● **PROBLEM REQUIREMENTS**
Search term "quartz": copy each line of the records that contains it.
───
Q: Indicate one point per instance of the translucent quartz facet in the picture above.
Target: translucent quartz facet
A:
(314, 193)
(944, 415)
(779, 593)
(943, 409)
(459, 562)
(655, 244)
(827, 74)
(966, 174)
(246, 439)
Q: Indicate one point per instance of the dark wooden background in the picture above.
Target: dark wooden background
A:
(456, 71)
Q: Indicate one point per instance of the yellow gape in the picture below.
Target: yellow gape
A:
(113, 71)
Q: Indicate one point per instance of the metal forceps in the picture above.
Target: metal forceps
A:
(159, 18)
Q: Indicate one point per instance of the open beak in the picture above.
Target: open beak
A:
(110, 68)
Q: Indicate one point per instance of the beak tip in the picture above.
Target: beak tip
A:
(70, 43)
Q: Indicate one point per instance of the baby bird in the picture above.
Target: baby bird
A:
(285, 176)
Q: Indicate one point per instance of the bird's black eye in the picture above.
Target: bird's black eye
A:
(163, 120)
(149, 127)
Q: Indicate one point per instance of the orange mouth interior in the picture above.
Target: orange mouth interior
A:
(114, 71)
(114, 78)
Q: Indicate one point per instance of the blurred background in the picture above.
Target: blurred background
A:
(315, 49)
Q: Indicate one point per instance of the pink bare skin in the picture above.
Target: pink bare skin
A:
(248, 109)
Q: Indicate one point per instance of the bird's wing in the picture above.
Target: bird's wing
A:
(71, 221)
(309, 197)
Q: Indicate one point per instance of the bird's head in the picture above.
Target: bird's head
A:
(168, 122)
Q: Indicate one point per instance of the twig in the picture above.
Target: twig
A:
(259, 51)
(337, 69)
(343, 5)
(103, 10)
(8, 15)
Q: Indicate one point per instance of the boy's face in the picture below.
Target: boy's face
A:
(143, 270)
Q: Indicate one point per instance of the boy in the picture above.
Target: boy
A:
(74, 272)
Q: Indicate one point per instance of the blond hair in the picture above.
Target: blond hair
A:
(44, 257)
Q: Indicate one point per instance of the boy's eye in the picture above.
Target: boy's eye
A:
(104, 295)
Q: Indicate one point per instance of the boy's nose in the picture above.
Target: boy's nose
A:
───
● **FINISHED TASK**
Q: Indicate one point per instance of the translucent quartz facet in the picture above.
Target: translucent quartz facet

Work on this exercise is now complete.